What you will do =
Reproduce this listing in full.

Provided information =
--------------------

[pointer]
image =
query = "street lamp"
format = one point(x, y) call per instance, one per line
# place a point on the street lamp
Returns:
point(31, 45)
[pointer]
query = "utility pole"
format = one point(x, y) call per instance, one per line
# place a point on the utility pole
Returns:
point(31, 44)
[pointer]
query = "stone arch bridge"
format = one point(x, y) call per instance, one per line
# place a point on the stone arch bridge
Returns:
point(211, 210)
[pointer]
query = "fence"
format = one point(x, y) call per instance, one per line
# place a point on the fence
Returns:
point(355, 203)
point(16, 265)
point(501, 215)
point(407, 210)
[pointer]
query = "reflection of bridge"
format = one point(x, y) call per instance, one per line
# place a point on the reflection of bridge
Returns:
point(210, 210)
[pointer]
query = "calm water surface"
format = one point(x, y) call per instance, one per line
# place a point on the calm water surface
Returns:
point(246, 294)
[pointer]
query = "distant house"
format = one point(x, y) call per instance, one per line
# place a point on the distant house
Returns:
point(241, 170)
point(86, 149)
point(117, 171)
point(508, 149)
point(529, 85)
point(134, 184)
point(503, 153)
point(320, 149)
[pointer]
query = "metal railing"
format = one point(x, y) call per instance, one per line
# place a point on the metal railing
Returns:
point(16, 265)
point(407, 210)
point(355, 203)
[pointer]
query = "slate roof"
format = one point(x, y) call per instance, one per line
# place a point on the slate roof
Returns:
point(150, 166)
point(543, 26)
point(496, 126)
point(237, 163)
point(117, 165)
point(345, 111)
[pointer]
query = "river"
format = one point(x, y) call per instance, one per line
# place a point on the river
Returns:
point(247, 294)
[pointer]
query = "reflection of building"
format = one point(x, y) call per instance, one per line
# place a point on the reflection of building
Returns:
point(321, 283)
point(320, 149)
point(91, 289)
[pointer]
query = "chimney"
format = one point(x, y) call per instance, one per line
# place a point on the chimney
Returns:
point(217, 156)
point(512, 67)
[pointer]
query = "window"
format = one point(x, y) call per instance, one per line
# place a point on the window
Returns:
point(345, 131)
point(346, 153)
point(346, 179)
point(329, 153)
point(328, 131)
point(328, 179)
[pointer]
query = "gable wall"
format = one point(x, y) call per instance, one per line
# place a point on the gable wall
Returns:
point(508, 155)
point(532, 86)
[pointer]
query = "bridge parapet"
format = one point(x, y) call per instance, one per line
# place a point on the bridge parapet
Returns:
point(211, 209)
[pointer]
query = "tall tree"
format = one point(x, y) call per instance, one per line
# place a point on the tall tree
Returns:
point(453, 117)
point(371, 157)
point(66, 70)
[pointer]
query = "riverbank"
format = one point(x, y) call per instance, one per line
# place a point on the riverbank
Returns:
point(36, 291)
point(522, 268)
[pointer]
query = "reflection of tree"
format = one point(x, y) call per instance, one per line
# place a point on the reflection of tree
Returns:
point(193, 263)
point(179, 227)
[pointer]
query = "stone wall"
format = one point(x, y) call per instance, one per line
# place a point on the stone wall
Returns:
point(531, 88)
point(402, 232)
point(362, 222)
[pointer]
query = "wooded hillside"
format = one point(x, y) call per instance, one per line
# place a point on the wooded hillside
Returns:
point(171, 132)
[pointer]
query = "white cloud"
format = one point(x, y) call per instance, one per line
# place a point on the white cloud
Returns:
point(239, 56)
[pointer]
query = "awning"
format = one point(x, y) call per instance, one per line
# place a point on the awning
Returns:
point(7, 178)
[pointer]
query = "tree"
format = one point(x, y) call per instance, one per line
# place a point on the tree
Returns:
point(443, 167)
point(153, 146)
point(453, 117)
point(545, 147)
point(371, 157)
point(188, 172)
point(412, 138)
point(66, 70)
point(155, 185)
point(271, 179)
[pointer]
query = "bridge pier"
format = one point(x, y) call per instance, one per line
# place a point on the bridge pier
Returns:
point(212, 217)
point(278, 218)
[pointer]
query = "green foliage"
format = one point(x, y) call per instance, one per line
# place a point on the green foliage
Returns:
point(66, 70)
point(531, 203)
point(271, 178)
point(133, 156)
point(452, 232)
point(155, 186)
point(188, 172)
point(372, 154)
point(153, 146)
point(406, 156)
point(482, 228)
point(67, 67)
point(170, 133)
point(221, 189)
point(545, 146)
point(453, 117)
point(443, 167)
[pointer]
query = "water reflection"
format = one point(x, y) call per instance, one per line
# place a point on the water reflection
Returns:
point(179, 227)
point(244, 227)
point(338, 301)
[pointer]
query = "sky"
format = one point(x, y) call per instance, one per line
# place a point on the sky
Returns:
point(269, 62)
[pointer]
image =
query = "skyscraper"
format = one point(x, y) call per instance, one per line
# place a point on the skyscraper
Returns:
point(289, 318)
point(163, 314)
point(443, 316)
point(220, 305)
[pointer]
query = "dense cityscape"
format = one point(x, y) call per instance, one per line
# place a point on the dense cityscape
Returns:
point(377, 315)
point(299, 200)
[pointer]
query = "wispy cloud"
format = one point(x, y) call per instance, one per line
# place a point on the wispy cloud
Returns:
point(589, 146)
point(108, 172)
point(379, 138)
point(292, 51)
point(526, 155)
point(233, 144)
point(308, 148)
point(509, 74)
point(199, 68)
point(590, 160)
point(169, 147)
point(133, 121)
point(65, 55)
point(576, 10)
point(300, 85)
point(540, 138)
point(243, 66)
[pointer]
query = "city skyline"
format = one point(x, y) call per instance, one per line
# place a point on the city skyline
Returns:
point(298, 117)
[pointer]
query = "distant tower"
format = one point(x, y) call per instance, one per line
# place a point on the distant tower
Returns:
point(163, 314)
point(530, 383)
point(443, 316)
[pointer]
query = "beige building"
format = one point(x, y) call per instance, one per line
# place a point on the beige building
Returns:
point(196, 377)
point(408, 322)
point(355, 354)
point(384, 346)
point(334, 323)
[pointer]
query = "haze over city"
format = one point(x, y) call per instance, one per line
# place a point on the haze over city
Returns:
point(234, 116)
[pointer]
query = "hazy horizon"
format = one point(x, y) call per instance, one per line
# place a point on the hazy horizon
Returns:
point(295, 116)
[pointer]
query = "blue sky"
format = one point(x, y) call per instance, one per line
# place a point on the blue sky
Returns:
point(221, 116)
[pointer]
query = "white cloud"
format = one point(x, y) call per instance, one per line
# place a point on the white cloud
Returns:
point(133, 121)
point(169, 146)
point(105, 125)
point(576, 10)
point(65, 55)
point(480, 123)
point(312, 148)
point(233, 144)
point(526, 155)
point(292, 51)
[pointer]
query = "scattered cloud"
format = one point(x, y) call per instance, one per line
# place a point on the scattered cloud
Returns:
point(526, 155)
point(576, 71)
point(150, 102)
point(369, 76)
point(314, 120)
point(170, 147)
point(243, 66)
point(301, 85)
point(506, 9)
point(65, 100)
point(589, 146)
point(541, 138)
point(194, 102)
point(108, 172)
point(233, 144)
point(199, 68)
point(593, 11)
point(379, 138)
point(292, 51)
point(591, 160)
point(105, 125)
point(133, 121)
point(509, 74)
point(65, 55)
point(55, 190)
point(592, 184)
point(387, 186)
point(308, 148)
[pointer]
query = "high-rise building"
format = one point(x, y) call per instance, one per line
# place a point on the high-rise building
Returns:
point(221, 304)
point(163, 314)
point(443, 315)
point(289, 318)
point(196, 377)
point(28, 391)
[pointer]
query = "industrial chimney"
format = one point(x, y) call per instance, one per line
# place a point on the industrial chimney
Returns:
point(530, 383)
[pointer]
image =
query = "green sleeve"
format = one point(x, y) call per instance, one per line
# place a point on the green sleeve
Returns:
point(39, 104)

--------------------

Response for this exercise =
[pointer]
image =
query = "street lamp"
format = one point(x, y) call per instance, one per line
# place a point on the street lamp
Returns:
point(31, 45)
[pointer]
query = "utility pole"
format = one point(x, y) call per instance, one per line
# place a point on the utility pole
Returns:
point(31, 44)
[pointer]
query = "stone arch bridge"
format = one point(x, y) call per instance, one per line
# place a point on the stone arch bridge
Returns:
point(211, 210)
[pointer]
query = "fence"
format = one point(x, y) call per instance, one per line
# place a point on the fence
Returns:
point(355, 203)
point(16, 265)
point(501, 215)
point(407, 210)
[pointer]
query = "reflection of bridge"
format = one point(x, y) call per instance, one per line
# place a point on the reflection of bridge
Returns:
point(210, 210)
[pointer]
query = "calm water surface"
format = one point(x, y) call per instance, one per line
# place a point on the calm water surface
Returns:
point(246, 294)
[pointer]
query = "distant house"
format = one point(x, y) call per instance, one per line
# place a point on the distant house
Returns:
point(241, 170)
point(86, 149)
point(117, 171)
point(508, 149)
point(529, 85)
point(134, 184)
point(503, 153)
point(320, 149)
[pointer]
query = "metal railing"
format = one point(x, y) call per instance, one per line
# place a point on the metal railing
Returns:
point(16, 265)
point(407, 210)
point(355, 203)
[pointer]
query = "slate roof"
format = one point(x, y) call per instance, one per line
# place a point on the slate roof
Returns:
point(150, 166)
point(543, 26)
point(496, 126)
point(237, 163)
point(117, 165)
point(345, 111)
[pointer]
query = "river"
format = one point(x, y) call per instance, one per line
# place a point on the river
Returns:
point(247, 294)
[pointer]
query = "reflection of building"
format = one point(x, y) call per instance, one per line
# place a point on the reflection of building
Returns:
point(321, 283)
point(320, 149)
point(91, 289)
[pointer]
query = "chimney"
format = one point(x, y) call per instance, one per line
# place a point on the chimney
Returns:
point(217, 156)
point(512, 67)
[pointer]
query = "window"
format = one point(x, y) call per instance, one per line
# place a point on the window
Returns:
point(345, 131)
point(346, 153)
point(346, 179)
point(329, 153)
point(328, 131)
point(328, 179)
[pointer]
query = "gable wall"
format = one point(x, y) call per instance, one per line
# place a point on the gable wall
Returns:
point(508, 155)
point(532, 86)
[pointer]
query = "bridge parapet"
format = one point(x, y) call per instance, one per line
# place a point on the bridge parapet
Returns:
point(211, 209)
[pointer]
query = "tall tree"
format = one point(x, y) call per instance, one per line
# place a point on the tall tree
Returns:
point(453, 117)
point(371, 157)
point(66, 70)
[pointer]
query = "riverbank"
format = one point(x, y) call per instance, one per line
# place a point on the riverbank
Returns:
point(36, 291)
point(522, 268)
[pointer]
query = "reflection of tree"
format = one point(x, y) call per instance, one per line
# place a point on the reflection of tree
Returns:
point(193, 263)
point(179, 227)
[pointer]
query = "stone wall"
format = one point(x, y) call per instance, one per line
# place a point on the stone wall
Returns:
point(531, 88)
point(402, 232)
point(362, 222)
[pointer]
query = "wooded hillside"
format = one point(x, y) call per instance, one per line
# place a point on the wooded hillside
Returns:
point(171, 132)
[pointer]
query = "white cloud"
format = one point(x, y) call per instance, one per line
# place a point on the white cloud
Returns:
point(239, 56)
[pointer]
query = "awning"
format = one point(x, y) call per instance, one per line
# place a point on the awning
Returns:
point(7, 178)
[pointer]
query = "tree"
format = one point(x, y) call per instance, one per line
# place a point on the tree
Returns:
point(443, 167)
point(153, 146)
point(453, 117)
point(545, 147)
point(371, 157)
point(188, 172)
point(412, 138)
point(66, 70)
point(155, 185)
point(271, 179)
[pointer]
query = "bridge pier"
format = one point(x, y) call per instance, one per line
# place a point on the bridge pier
Returns:
point(212, 217)
point(278, 218)
[pointer]
query = "green foliage"
format = one point(x, y) call per instance, one per line
# place a point on the green foliage
Returns:
point(66, 70)
point(531, 203)
point(271, 178)
point(133, 156)
point(452, 232)
point(155, 186)
point(188, 172)
point(372, 154)
point(153, 146)
point(406, 156)
point(482, 228)
point(67, 67)
point(170, 133)
point(221, 189)
point(545, 146)
point(453, 117)
point(443, 167)
[pointer]
query = "water reflection"
format = one point(x, y) call per instance, one per line
# place a point on the water reflection
Returns:
point(179, 227)
point(244, 227)
point(338, 301)
[pointer]
query = "sky"
format = one point(x, y) call per instance, one per line
# place a point on the sky
Returns:
point(269, 62)
[pointer]
image =
query = "skyscraper"
format = one point(x, y) call per instance, one per line
# place a point on the skyscraper
Returns:
point(289, 318)
point(163, 314)
point(443, 316)
point(220, 305)
[pointer]
query = "dense cityscape"
format = one point(x, y) call per instance, one per line
# place a point on the dense cityscape
Returns:
point(377, 315)
point(299, 200)
[pointer]
query = "wispy cloud"
format = one point(x, y) call per instance, one per line
# place a point on the wispy cloud
Returns:
point(589, 146)
point(108, 172)
point(379, 138)
point(292, 51)
point(526, 155)
point(233, 144)
point(308, 148)
point(509, 74)
point(199, 68)
point(590, 160)
point(169, 147)
point(133, 121)
point(65, 55)
point(576, 10)
point(300, 85)
point(540, 138)
point(243, 66)
[pointer]
query = "city skyline"
format = one point(x, y) call per instance, one per line
# place a point on the city skyline
Returns:
point(298, 117)
[pointer]
query = "distant tower"
format = one point(x, y) call per instance, one per line
# place a point on the distant tower
Returns:
point(163, 314)
point(530, 383)
point(443, 316)
[pointer]
query = "beige building"
format = one point(x, y) call per instance, one per line
# place a point on the beige building
Returns:
point(196, 377)
point(408, 322)
point(355, 354)
point(384, 346)
point(334, 323)
[pointer]
query = "haze over city"
format = one point(x, y) call per instance, one per line
# place a point on the haze over city
Returns:
point(234, 116)
[pointer]
query = "hazy horizon"
format = one point(x, y) call per instance, one per line
# place a point on the hazy horizon
Returns:
point(295, 116)
[pointer]
query = "blue sky"
format = one point(x, y) call per instance, one per line
# place a point on the blue sky
Returns:
point(221, 116)
[pointer]
query = "white cloud"
format = one point(x, y) call per instance, one per line
# place a point on the white cloud
Returns:
point(133, 121)
point(169, 146)
point(105, 125)
point(576, 10)
point(65, 55)
point(480, 123)
point(312, 148)
point(233, 144)
point(526, 155)
point(292, 51)
[pointer]
query = "scattered cloud"
format = one point(x, y) call per instance, one per line
# place a point on the scattered cloud
Returns:
point(526, 155)
point(576, 71)
point(150, 102)
point(369, 76)
point(314, 120)
point(170, 147)
point(243, 66)
point(301, 85)
point(506, 9)
point(65, 100)
point(589, 146)
point(541, 138)
point(194, 102)
point(108, 172)
point(233, 144)
point(199, 68)
point(593, 11)
point(379, 138)
point(292, 51)
point(591, 160)
point(105, 125)
point(133, 121)
point(509, 74)
point(65, 55)
point(55, 190)
point(592, 184)
point(387, 186)
point(308, 148)
[pointer]
query = "high-rise building"
format = one point(x, y) call per instance, one per line
# place a point on the high-rise building
Returns:
point(221, 304)
point(163, 314)
point(443, 315)
point(289, 318)
point(196, 377)
point(28, 391)
[pointer]
query = "industrial chimney"
format = one point(x, y) call per instance, one per line
# place a point on the industrial chimney
Returns:
point(530, 383)
[pointer]
image =
query = "green sleeve"
format = one point(x, y) call per instance, one per line
# place a point on the green sleeve
Returns:
point(39, 104)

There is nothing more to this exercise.